WHAT NEEDS TO BE DONE
All of the data below is to be copied again without changes.

Point localization data:
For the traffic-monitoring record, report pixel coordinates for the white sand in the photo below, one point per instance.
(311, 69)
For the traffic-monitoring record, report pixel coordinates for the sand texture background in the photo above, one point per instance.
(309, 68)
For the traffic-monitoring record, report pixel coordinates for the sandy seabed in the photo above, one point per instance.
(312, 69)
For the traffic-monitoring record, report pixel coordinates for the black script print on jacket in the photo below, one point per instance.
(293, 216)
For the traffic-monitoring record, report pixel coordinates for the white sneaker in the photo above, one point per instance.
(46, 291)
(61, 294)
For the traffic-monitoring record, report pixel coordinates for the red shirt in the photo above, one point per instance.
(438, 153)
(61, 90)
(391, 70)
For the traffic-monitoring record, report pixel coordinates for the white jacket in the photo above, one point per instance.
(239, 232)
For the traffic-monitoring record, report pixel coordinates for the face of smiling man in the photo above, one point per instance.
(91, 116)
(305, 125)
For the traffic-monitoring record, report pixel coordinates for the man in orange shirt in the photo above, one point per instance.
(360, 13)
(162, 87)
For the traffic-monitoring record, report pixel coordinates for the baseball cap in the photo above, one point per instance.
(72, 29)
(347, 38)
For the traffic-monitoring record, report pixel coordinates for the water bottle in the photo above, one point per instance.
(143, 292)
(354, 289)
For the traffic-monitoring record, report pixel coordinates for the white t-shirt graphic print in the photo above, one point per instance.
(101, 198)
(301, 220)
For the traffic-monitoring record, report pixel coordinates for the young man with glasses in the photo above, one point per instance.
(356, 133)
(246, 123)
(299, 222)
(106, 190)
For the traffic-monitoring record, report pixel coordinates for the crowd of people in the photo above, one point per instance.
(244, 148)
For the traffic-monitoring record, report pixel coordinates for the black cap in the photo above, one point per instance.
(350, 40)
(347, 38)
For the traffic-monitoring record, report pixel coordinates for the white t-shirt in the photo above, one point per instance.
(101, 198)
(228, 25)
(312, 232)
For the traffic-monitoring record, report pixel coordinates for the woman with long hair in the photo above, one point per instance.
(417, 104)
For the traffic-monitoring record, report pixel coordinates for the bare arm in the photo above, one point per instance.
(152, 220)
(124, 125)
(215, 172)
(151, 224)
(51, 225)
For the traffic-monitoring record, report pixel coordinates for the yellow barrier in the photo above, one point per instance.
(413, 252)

WRITTEN RESPONSE
For the traffic-monitoring record, report pixel coordinates for the white sand in the photo below, one point per instance.
(311, 69)
For the traffic-monitoring record, report pixel coordinates for the sand texture background in the photo above, one point per instance.
(309, 68)
For the traffic-monitoring record, report pixel coordinates for the sandy seabed in the photo above, one point per instance.
(312, 69)
For the traffic-monitoring record, report pixel coordinates for the black script print on jacket in the photo below, one point per instance.
(293, 216)
For the traffic-monitoring record, report pixel coordinates for the white sneaker in the photo above, one point per instance.
(46, 291)
(61, 294)
For the traffic-monitoring record, report pixel coordinates for the red shirt in the photo above, one point per instance.
(438, 153)
(61, 90)
(391, 70)
For the traffic-monitoring record, report pixel coordinates for the white jacket in the photo above, one point per instance.
(239, 232)
For the traffic-monitoring record, report pixel coordinates for the face of smiling man in the photo above, one point per instance.
(91, 116)
(305, 125)
For the traffic-monitoring record, report pixel coordinates for the man in orange shirt in the photo above, one point per instance.
(360, 13)
(162, 87)
For the traffic-monitoring record, report pixel coordinates for the baseball cap in the photo above, one point per instance.
(72, 29)
(347, 38)
For the traffic-monitoring record, report pixel coordinates for the water bottle in the photo above, one point per instance.
(143, 292)
(354, 289)
For the traffic-monitoring record, report pixel coordinates for the white t-shirt graphic print in the photo above, one point per instance.
(101, 198)
(301, 220)
For the traffic-monitoring record, report pixel coordinates for the young man with glasses in the photo above, one point per instance.
(356, 133)
(246, 123)
(299, 222)
(106, 190)
For the traffic-monitoring record, report pixel coordinates for the crowd of people in the photo above, one point per instance.
(244, 148)
For the traffic-monitoring record, report pixel coordinates for the black cap in the photo above, one point per instance.
(350, 40)
(347, 38)
For the traffic-monitoring record, report pixel coordinates for the white t-shirt in the photo above, one point per instance.
(101, 198)
(228, 25)
(312, 232)
For the traffic-monitoring record, report pixel coordinates for the woman with long hair in the photo above, one point per instance.
(417, 104)
For the traffic-monitoring record, report pixel coordinates for the bare arm in the photo above, one point per instance.
(152, 220)
(124, 125)
(215, 172)
(151, 224)
(51, 225)
For the traffic-monitoring record, report pixel coordinates for the yellow barrier in the photo above, one point per instance.
(413, 252)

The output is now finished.